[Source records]
◇ ◇ ◇

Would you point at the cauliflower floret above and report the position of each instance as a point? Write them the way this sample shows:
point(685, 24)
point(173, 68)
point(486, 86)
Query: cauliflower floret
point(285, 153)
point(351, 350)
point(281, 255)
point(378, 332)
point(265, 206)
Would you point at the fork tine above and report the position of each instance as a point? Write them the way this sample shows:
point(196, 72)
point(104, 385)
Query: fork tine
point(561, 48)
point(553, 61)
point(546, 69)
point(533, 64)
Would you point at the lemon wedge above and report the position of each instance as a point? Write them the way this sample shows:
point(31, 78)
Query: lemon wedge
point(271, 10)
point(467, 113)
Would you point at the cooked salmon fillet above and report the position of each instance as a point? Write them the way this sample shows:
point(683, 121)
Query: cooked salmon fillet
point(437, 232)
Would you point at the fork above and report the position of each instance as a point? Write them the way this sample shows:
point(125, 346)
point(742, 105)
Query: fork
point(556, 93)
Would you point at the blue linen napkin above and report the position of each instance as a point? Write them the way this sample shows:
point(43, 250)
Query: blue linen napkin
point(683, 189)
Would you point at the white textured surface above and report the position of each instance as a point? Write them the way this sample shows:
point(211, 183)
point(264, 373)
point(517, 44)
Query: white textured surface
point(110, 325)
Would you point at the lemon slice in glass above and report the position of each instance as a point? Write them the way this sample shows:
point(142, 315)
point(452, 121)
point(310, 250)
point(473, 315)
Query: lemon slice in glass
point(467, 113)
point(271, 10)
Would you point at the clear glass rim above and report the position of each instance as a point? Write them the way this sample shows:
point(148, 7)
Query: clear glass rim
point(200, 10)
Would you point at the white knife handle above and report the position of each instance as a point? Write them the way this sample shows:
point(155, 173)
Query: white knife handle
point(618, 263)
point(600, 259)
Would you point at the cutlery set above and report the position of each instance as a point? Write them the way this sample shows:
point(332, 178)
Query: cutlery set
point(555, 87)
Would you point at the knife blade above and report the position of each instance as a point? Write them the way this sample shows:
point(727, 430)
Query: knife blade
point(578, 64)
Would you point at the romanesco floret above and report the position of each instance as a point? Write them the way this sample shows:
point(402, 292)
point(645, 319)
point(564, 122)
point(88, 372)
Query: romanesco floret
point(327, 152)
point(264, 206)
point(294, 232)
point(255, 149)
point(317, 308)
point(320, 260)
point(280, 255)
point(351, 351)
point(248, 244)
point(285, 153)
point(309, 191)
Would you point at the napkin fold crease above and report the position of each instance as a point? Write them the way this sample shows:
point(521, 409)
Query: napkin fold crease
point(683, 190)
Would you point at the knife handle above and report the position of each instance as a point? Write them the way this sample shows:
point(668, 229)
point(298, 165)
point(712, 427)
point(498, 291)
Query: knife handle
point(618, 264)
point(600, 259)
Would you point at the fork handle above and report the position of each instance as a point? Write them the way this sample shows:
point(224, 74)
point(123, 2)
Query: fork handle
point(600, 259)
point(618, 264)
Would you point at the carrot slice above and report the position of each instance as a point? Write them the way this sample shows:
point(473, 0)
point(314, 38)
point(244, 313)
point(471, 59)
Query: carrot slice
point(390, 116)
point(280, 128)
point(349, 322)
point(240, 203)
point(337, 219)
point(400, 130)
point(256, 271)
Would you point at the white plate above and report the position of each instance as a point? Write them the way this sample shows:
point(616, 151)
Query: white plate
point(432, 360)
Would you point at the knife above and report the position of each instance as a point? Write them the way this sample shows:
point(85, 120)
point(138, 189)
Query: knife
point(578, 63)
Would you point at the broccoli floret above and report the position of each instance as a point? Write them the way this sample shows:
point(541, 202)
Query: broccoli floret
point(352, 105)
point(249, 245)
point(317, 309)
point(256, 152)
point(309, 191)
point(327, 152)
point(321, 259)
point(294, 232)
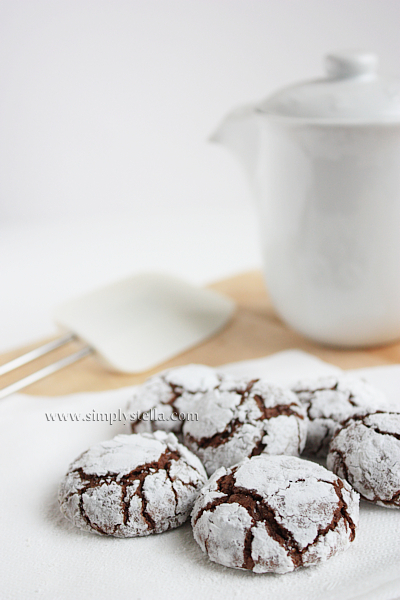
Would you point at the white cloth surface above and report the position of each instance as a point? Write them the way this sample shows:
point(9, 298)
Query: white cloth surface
point(44, 556)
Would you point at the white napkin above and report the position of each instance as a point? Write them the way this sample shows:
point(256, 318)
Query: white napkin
point(45, 557)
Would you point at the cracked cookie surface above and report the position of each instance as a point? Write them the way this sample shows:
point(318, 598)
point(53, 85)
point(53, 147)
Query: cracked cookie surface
point(243, 418)
point(165, 396)
point(274, 514)
point(132, 485)
point(366, 452)
point(331, 400)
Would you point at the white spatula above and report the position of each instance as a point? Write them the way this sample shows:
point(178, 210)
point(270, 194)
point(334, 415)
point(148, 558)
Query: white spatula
point(132, 325)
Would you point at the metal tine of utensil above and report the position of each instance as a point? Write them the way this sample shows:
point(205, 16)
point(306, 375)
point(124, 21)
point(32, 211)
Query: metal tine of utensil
point(36, 353)
point(60, 364)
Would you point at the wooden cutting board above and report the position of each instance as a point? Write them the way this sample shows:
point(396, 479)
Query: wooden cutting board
point(255, 331)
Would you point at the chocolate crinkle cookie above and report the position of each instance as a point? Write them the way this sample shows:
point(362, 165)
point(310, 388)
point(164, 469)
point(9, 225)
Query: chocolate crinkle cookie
point(366, 452)
point(331, 400)
point(163, 400)
point(132, 485)
point(242, 418)
point(274, 514)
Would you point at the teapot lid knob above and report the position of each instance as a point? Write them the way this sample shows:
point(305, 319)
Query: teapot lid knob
point(340, 65)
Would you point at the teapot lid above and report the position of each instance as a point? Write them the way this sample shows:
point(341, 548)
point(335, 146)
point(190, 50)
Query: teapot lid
point(352, 91)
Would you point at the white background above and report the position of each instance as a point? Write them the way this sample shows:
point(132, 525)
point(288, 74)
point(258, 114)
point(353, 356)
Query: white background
point(105, 112)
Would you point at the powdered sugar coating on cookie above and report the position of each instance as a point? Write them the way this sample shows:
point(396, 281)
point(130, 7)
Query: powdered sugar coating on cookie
point(132, 485)
point(242, 418)
point(331, 400)
point(163, 397)
point(366, 452)
point(274, 514)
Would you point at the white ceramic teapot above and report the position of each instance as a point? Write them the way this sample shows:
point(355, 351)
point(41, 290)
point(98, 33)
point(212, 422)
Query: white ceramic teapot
point(324, 162)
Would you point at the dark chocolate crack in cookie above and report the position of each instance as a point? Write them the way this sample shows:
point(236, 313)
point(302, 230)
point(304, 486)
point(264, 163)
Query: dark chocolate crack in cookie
point(132, 485)
point(274, 514)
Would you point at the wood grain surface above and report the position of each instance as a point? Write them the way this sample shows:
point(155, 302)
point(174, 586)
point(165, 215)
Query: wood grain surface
point(254, 331)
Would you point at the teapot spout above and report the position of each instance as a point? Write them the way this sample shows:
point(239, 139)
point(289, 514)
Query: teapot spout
point(239, 132)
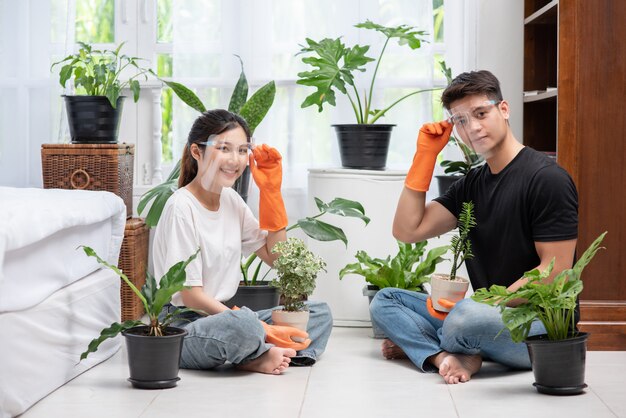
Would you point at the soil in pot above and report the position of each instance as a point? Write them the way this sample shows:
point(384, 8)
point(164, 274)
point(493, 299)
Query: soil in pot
point(443, 288)
point(558, 366)
point(154, 361)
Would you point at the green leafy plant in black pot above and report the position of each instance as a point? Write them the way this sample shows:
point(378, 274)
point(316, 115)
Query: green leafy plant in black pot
point(558, 356)
point(362, 145)
point(153, 348)
point(94, 112)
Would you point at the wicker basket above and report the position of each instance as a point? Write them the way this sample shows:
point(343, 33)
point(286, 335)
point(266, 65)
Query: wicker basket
point(106, 167)
point(133, 263)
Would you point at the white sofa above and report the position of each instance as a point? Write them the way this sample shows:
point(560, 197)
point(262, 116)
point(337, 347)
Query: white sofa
point(53, 298)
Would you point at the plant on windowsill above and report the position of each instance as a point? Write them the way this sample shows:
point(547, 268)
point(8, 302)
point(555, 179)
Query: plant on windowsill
point(296, 270)
point(452, 287)
point(557, 357)
point(362, 145)
point(252, 109)
point(153, 348)
point(94, 113)
point(408, 269)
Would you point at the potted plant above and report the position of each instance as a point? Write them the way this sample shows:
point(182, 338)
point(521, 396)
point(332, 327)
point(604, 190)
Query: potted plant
point(257, 294)
point(153, 348)
point(452, 287)
point(406, 270)
point(558, 356)
point(296, 268)
point(362, 145)
point(94, 114)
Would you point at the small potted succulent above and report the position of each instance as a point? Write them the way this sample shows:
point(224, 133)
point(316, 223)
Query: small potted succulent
point(558, 356)
point(154, 348)
point(94, 112)
point(296, 270)
point(452, 287)
point(363, 145)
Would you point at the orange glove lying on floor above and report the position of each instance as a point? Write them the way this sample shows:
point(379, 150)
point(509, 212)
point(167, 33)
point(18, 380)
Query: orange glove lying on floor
point(267, 171)
point(430, 141)
point(282, 336)
point(437, 314)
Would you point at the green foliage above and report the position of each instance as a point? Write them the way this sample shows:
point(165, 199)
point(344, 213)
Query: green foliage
point(553, 303)
point(334, 65)
point(404, 270)
point(314, 228)
point(97, 73)
point(297, 269)
point(153, 298)
point(460, 244)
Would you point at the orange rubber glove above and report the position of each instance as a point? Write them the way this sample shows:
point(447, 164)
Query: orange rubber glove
point(438, 314)
point(267, 171)
point(430, 141)
point(282, 336)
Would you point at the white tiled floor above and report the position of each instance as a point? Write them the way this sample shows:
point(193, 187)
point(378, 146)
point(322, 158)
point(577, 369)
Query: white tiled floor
point(351, 379)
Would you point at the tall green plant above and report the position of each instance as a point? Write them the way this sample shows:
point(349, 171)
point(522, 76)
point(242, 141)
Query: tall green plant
point(553, 303)
point(335, 65)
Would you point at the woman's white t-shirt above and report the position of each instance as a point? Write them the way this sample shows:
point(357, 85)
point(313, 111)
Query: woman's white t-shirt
point(222, 236)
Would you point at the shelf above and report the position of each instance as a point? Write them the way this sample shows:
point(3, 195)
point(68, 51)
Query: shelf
point(546, 15)
point(540, 96)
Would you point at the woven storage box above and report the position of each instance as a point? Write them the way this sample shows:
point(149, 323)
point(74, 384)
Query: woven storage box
point(133, 263)
point(106, 167)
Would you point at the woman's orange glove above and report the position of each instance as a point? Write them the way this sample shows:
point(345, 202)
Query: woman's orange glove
point(267, 171)
point(282, 336)
point(430, 141)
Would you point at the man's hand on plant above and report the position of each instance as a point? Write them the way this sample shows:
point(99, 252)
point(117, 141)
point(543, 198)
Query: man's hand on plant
point(432, 138)
point(267, 171)
point(438, 314)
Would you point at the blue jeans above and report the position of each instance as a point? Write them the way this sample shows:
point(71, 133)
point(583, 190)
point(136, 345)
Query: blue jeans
point(238, 337)
point(470, 328)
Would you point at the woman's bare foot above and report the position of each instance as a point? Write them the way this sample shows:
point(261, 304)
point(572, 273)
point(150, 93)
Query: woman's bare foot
point(457, 368)
point(273, 361)
point(391, 350)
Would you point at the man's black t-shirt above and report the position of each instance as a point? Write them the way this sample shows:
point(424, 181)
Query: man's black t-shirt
point(531, 200)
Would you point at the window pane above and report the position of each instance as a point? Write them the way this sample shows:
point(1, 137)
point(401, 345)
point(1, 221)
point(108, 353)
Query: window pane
point(95, 21)
point(164, 21)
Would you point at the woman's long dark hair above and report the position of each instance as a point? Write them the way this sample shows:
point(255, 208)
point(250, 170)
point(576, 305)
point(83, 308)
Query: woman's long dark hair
point(211, 122)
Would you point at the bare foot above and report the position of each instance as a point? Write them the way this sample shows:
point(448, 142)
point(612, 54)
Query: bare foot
point(391, 350)
point(273, 361)
point(457, 368)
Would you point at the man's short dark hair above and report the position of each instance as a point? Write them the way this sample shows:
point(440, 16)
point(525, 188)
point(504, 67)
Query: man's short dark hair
point(472, 83)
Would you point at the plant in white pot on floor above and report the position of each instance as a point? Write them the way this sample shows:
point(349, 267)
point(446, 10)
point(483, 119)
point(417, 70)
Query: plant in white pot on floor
point(452, 287)
point(296, 271)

◇ ◇ ◇

Your response should hold the lines from the first line of the entries above through the line with "point(310, 250)", each retyped exactly, and nothing else.

Response area:
Would you point at the cauliflower floret above and report the position of each instance as a point? Write them the way this sample shows:
point(685, 24)
point(173, 68)
point(486, 86)
Query: cauliflower floret
point(285, 153)
point(351, 350)
point(281, 255)
point(378, 332)
point(265, 206)
Would you point at the fork tine above and report the position of each instance as a point? Write them the way this sample shows:
point(196, 72)
point(104, 385)
Query: fork tine
point(561, 48)
point(553, 61)
point(546, 69)
point(533, 64)
Would you point at the lemon wedge above and report the position of each instance as a point? Write them the way this sample shows:
point(31, 78)
Query: lemon wedge
point(271, 10)
point(467, 113)
Would you point at the cooked salmon fillet above and report the position of each instance as a point? Write them the way this sample shows:
point(683, 121)
Query: cooked salmon fillet
point(437, 232)
Would you point at the fork above and report the position of each instance as a point? Write them the way this sample shows:
point(125, 346)
point(742, 105)
Query: fork
point(556, 93)
Would you point at the blue linen napkin above and report the position of each instance as a point? Write them the way this sample shows:
point(43, 250)
Query: blue linen napkin
point(683, 189)
Would you point at the white textured surface above and report the position of each instance as a point? Write them the way this sample shows:
point(211, 183)
point(264, 373)
point(517, 44)
Query: white textured surface
point(110, 325)
Would you point at the lemon slice in glass above and report the position of each instance as a point? Write them the way this sample shows:
point(142, 315)
point(452, 121)
point(310, 250)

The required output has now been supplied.